Region pointing data:
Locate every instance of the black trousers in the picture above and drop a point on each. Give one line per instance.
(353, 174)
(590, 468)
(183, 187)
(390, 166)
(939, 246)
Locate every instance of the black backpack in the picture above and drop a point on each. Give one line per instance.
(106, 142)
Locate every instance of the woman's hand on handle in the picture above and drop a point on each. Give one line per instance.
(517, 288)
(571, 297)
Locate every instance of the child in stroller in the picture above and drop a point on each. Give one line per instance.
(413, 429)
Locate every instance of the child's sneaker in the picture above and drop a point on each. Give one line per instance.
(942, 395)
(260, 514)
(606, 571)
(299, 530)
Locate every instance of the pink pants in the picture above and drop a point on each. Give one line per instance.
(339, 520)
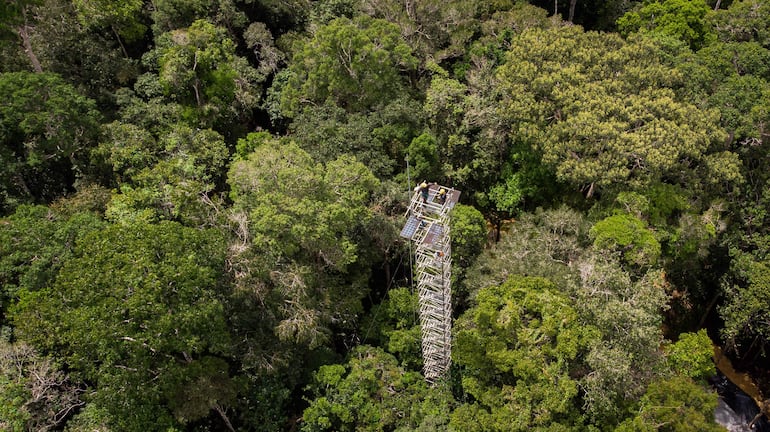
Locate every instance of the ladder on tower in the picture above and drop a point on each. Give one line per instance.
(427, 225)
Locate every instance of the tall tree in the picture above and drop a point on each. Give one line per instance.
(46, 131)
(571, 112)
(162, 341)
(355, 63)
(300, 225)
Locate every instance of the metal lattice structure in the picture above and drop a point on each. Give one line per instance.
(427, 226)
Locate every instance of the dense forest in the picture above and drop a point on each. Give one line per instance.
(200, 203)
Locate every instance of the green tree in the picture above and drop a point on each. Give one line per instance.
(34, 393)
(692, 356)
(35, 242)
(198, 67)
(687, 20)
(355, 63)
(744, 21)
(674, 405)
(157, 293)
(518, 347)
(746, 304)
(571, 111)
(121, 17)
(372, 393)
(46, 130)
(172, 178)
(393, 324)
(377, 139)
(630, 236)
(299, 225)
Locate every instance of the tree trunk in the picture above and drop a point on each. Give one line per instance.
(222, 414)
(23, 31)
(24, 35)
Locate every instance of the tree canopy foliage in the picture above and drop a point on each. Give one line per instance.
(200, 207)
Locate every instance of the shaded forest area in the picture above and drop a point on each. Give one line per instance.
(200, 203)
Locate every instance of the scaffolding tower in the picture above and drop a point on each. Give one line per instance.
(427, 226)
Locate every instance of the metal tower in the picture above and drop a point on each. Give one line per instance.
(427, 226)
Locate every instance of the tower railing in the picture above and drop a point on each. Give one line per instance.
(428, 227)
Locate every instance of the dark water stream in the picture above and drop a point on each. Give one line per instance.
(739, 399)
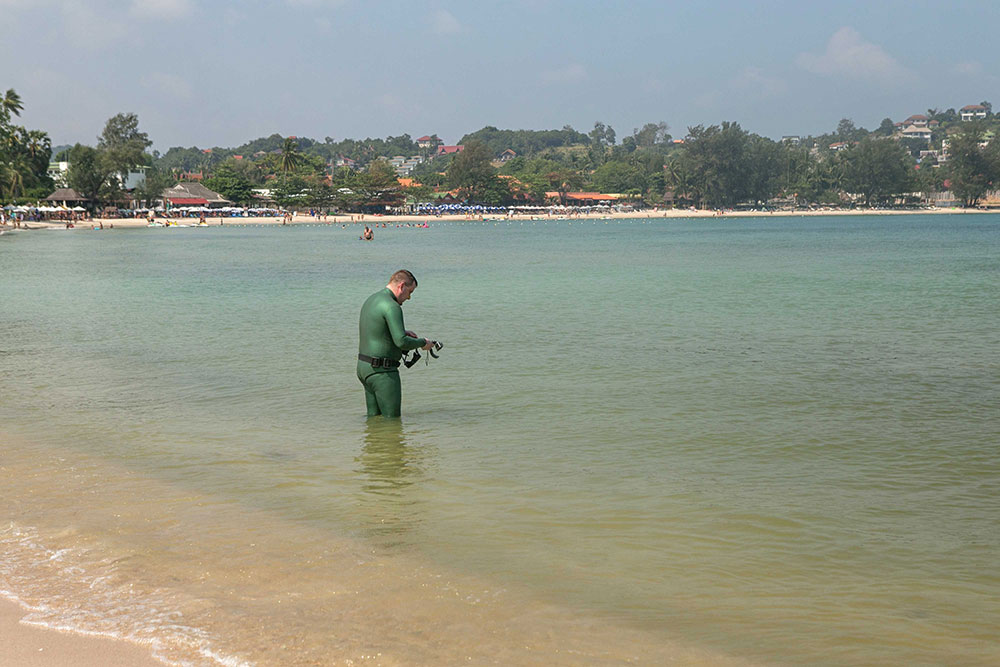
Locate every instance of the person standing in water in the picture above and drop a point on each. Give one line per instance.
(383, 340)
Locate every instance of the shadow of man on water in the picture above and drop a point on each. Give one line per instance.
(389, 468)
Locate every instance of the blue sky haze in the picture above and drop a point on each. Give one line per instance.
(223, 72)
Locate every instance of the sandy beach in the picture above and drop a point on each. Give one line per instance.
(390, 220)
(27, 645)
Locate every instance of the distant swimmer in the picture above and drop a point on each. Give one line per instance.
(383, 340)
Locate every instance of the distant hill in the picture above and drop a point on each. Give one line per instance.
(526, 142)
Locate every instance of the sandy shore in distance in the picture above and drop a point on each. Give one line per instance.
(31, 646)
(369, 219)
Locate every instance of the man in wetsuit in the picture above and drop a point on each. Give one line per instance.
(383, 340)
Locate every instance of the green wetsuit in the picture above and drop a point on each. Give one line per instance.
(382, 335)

PROMPT
Make a verbatim copy of all the entries and strip out the pictures.

REPLY TO THE TASK
Locate every instance of the black trousers in the picture above and drop a point on each. Give one line per instance.
(353, 174)
(590, 468)
(183, 187)
(390, 166)
(939, 246)
Locate every instance of the black backpack in the picture above and drop a point on each. Give one line per instance.
(106, 142)
Locate every instance of the woman's hand on handle in the picture above and drop a point on each. Give one line per instance.
(517, 288)
(571, 297)
Locate every instance of the child in stroller in the picture above and drop a point on each. Give one line per instance.
(413, 429)
Locate every instance of the child's sneaker in the picture above and drop a point on each. Give one line per instance.
(942, 395)
(260, 514)
(606, 571)
(299, 530)
Locate every instance of the pink pants in the picture above and drop a point on each. Give one line per instance.
(339, 520)
Locate every instance of the ladder on tower in the picture above and drop a point on each. Give one line per instance.
(427, 225)
Locate every instance of the tall tree in the picture above and drop a point on each. Give one line per instance.
(46, 131)
(571, 112)
(162, 341)
(355, 63)
(300, 225)
Locate every instance of the metal lattice structure in the picture above and drop a point on each. Give one line per instance.
(427, 226)
Locate every instance of the dense forest in the picture above and drop a point on each. Give one line per instance.
(200, 203)
Locate every instance of the green tree in the picture above and drop a point on each. Give one line per instance.
(34, 393)
(692, 356)
(35, 242)
(198, 67)
(687, 20)
(355, 63)
(744, 21)
(674, 405)
(157, 293)
(518, 347)
(746, 304)
(571, 111)
(121, 17)
(372, 393)
(46, 130)
(172, 178)
(393, 324)
(377, 139)
(630, 236)
(299, 225)
Locate every instance of the tree trunk in the picture above and drop a point on each. Give one line per instance.
(222, 414)
(23, 31)
(24, 35)
Locate every instance of the tree canopy foliage in the picture above and drop a point on each. Give one line per instance.
(200, 207)
Locate every instance of the shaded forest area in the picture above and drop a point on each. Give one line per instance.
(200, 203)
Locate every instance of the scaffolding tower in the picture above and drop a point on each. Give one line per instance.
(427, 226)
Locate every instance of the metal tower in the picture above and drop a point on each. Give one line per instance.
(427, 226)
Locate every instance of the tower railing in the picture above and drop a point on each. Give one line per instance.
(428, 227)
Locate every instance of the dark water stream in the picture above and drop a point on each. Give one line per instance.
(739, 399)
Locate every instance of the person standing in water in the picture above and drop a point on each. Give one line per instance.
(383, 340)
Locate every instance of the shadow of man on water in the picture above and drop a point on each. Give one line per instance.
(389, 468)
Locate every instance of the blue sky haze in the picture above and drop a point on each. Give one line per instance.
(223, 72)
Locate every instance of the sandy beach in the picture above and drop a point on each. Give one line per instance.
(390, 220)
(27, 645)
Locate every instance of the distant swimmer in the picture above and drop a point on each. Give one line per instance.
(383, 340)
Locate every instance of the distant hill in the picture above and drop a point on each. Give one line per instance.
(526, 142)
Locate every instance of the sandy shore in distance in the picture above and drop a point on each. Give one line per instance.
(31, 646)
(369, 219)
Locate every instance of the man in wetsuit in the picture above and drop a point on each. Give one line per instance.
(383, 340)
Locate every instance of the green wetsuit in the picture above and drop a point on each. Give one line per instance.
(382, 335)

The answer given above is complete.